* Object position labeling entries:
** Begin **
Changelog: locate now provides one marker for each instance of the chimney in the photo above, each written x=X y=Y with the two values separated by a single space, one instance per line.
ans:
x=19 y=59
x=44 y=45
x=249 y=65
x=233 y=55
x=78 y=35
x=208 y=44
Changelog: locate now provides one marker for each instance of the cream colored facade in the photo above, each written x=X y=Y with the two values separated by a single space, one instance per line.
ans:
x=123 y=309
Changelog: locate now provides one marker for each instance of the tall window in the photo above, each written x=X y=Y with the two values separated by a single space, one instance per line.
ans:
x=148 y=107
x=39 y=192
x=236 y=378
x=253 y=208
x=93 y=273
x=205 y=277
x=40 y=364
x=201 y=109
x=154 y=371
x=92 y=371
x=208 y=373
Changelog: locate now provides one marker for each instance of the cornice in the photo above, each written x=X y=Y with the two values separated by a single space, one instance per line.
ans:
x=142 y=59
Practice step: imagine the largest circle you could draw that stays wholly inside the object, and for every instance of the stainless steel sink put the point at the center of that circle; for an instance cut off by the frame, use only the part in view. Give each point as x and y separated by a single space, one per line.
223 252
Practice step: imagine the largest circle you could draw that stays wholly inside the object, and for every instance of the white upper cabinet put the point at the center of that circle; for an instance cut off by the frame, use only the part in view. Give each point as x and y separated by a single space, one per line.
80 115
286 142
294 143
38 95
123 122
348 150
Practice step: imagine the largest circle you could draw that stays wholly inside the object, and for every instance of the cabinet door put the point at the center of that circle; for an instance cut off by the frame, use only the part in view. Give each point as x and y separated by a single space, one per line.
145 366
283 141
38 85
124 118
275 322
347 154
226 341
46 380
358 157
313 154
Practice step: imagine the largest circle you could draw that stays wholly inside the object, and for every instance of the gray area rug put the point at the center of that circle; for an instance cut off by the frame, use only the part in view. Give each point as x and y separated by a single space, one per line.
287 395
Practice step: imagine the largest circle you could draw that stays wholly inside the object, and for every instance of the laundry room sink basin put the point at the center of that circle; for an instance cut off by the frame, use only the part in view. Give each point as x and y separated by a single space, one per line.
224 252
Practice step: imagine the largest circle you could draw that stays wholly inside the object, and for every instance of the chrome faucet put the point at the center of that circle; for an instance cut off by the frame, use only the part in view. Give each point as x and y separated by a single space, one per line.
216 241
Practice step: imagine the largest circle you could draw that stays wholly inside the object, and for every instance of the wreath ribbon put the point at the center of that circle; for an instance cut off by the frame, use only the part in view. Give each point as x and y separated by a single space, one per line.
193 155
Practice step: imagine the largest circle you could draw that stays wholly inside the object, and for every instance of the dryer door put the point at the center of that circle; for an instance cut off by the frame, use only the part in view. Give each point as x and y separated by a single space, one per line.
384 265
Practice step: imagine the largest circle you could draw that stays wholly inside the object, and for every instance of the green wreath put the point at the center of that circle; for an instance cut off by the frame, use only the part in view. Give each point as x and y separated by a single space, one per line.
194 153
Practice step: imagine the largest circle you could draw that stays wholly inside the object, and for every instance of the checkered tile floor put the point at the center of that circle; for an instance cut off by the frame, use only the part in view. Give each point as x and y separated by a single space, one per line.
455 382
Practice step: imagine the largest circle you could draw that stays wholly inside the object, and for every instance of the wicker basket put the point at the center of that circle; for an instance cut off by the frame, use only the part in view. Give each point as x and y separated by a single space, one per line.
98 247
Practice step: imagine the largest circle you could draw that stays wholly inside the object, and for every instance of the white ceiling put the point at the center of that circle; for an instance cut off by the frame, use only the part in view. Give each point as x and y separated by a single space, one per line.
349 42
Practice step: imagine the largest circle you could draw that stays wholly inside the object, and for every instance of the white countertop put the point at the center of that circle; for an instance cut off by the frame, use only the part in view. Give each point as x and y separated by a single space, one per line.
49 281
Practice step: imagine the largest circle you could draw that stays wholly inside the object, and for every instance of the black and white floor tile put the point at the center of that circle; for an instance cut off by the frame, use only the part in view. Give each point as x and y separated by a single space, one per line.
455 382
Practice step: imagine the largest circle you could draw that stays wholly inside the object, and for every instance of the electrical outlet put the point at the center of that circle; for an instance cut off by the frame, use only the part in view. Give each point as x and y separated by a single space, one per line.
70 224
** End **
* To do: Copy all the lines, exactly.

* Full response:
Changelog: locate now provides one marker for each instance of the chimney in the photo above, each written x=X y=Y with the two values separated by a single space, one instance per line.
ans:
x=19 y=59
x=44 y=45
x=249 y=65
x=233 y=55
x=78 y=35
x=208 y=44
Changelog: locate now provides one marker for each instance of the cream colored facade in the photo above, each written x=X y=Y with the two values separated by a single space, one instance per line.
ans:
x=123 y=309
Changelog: locate now provides one marker for each instance of the tall window in the photo above, each written x=X y=Y with the two values separated by a single space, one instance per line.
ans:
x=148 y=107
x=39 y=192
x=236 y=378
x=253 y=208
x=93 y=273
x=205 y=277
x=40 y=364
x=201 y=109
x=154 y=371
x=92 y=371
x=208 y=373
Changelog: locate now provides one marker for each instance of the cornice in the photo above, each written x=X y=Y with the two values separated by a single space, one instance per line.
ans:
x=142 y=59
Practice step: imagine the largest circle you could draw that stays wholly inside the object, and for every instance of the stainless steel sink put the point at the center of that circle; for an instance cut off by the frame, use only the part in view. Give each point as x and y separated by a single space, one per line.
223 252
Practice step: imagine the largest circle you could draw that stays wholly inside the object, and for every instance of the white upper cabinet put the point at the center of that circle; for an instance cut off by the frame, use only the part in view. Give each point as x and y separated by a single space, one per line.
80 115
286 142
294 143
38 95
123 122
348 150
Practice step: imagine the largest circle you could draw that stays wholly inside the object, and for every instance of the cabinet door put the point at the center of that circle; for an instance cut off by the frame, use only the part in view. Give each point as x and y separated by a single space, one per line.
145 366
283 141
38 85
124 118
275 322
347 154
226 341
46 380
358 157
313 154
Practice step: imagine the largest circle you could draw that stays wholly inside the object, and for every instance of the gray area rug put the point at the center of that circle; for an instance cut off by the frame, use only the part in view. Give each point as x and y separated by a single space, one per line.
287 395
Practice step: imagine the largest circle you could draw that stays wholly inside the object, and for every instance of the laundry room sink basin put the point at the center of that circle; for an instance cut off by the frame, use only the part in view. Give each point as x and y separated by a single space, one per line.
224 252
Practice step: imagine the largest circle you could draw that stays wholly inside the object, and for every instance of the chrome faucet put the point at the center of that circle; for an instance cut off by the frame, use only the part in view. Give each point as x and y separated by a single space, one per line.
216 241
Practice step: imagine the largest circle you could draw that stays wholly inside the object, and for every instance of the wreath ribbon put the point at the center of that circle; for an instance cut off by the frame, use only the part in view. Give each point as x and y separated by a single space, one per line.
193 155
Practice step: imagine the largest circle you could draw that stays wholly inside the object, and for every instance of the dryer door put the point at the center of that circle; for an instance cut off by the frame, use only the part in view. Give each point as x and y separated by a single space, one per line.
384 265
Practice step: imagine the largest circle you could draw that stays wholly inside the object, and for every instance of the green wreath put the point at the center of that circle; for an instance cut off by the frame, use only the part in view. Give each point as x and y separated by a single space, one per line.
194 153
Practice step: imagine the largest circle you could draw that stays wholly inside the object, and for every instance of the checkered tile floor put the point at the center of that circle; for an instance cut off by the frame, use only the part in view. Give each point as x and y separated by a single space, one per line.
455 382
Practice step: imagine the largest circle you could draw that stays wholly inside the object, and for every instance of the wicker basket put the point at the center of that circle; for an instance cut off by the frame, use only the part in view. Give each point as x and y separated by a single space, one per line.
98 247
Practice step: imagine the largest circle you could draw that stays wholly inside the object, and for every instance of the white ceiling put the point at the center of that circle; for an instance cut off by the frame, use only the part in view. Give each point as x and y separated by a single space, one per line.
349 42
Practice step: imagine the largest circle you could draw that stays wholly inside the object, and for every instance of the white countertop put the point at the center of that circle; for an instance cut off by the frame, use only the part in view. Give each point as x and y separated by a single space, one per line.
49 281
Practice step: imagine the largest circle you could draw that stays wholly inside the object, and for every instance of the black and white floor tile put the point at the center of that circle; for an instance cut off by the frame, use only the part in view. Give each point as x and y separated by a single space, one per line.
455 382
Practice step: imagine the largest circle you could draw that stays wholly inside the object, and for every instance of the electrical outlet put the point at the center of that circle; for an instance cut off by the frame, use only the part in view. Give each point as x and y separated by a single space, one per line.
70 224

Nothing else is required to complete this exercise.